Selected extract:
════════════════
US Education Secretary Arne Duncan’s kids will be attending the private University of Chicago Laboratory Schools now that they, along with their mother, have moved back to Chicago.
Duncan will stay in Washington to serve out his term in the Obama administration. His children previously attended the public Arlington, Virginia schools.
The schools, in which Mrs. Duncan will teach, “are progressive institutions that, according to its Web site, ‘ignite and nurture an enduring spirit of scholarship, curiosity, creativity, and confidence’ and ‘value learning experientially, exhibiting kindness, and honoring diversity.’”
They also don’t have to go along with the Common Core Standards of which the secretary is a big advocate, nor do they administer standardized test after standardized test.
Further, they do not evaluate their teachers based on (student) test scores. Public schools have to deal with that.
But there are ironies to note here.
════════════════
Named-object pointing records:
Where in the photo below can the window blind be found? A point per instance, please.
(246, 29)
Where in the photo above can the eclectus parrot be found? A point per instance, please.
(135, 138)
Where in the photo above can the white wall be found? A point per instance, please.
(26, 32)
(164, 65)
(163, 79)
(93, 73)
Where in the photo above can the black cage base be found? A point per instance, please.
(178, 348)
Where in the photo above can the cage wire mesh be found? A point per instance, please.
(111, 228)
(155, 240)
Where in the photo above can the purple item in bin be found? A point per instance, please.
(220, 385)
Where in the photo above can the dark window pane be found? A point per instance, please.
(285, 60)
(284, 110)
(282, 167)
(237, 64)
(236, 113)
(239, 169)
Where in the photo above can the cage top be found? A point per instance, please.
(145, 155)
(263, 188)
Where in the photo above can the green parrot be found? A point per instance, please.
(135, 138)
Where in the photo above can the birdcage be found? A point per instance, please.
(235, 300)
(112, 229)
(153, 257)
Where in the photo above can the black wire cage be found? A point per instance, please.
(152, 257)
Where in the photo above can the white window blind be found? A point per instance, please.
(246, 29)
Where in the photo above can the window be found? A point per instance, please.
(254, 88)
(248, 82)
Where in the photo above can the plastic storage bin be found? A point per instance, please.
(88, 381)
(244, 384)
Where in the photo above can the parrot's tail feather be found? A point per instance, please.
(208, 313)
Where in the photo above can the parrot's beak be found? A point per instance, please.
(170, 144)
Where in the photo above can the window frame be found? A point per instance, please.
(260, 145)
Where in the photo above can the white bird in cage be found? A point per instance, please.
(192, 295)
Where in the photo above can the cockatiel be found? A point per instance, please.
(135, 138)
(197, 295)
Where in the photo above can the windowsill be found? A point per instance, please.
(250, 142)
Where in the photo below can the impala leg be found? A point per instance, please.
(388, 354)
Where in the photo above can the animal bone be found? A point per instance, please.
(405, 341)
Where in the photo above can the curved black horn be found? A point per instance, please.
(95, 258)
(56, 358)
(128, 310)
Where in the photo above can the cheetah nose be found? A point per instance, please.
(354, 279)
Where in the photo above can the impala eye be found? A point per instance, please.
════════════════
Copy out the entire passage on Arne Duncan's children enrolling at the University of Chicago Laboratory Schools, word for word. The lines shown here have no connection to the passage.

US Education Secretary Arne Duncan’s kids will be attending the private University of Chicago Laboratory Schools now that they, along with their mother, have moved back to Chicago.
Duncan will stay in Washington to serve out his term in the Obama administration. His children previously attended the public Arlington, Virginia schools.
The schools, in which Mrs. Duncan will teach, “are progressive institutions that, according to its Web site, ‘ignite and nurture an enduring spirit of scholarship, curiosity, creativity, and confidence’ and ‘value learning experientially, exhibiting kindness, and honoring diversity.’”
They also don’t have to go along with the Common Core Standards of which the secretary is a big advocate, nor do they administer standardized test after standardized test.
Further, they do not evaluate their teachers based on (student) test scores. Public schools have to deal with that.
But there are ironies to note here.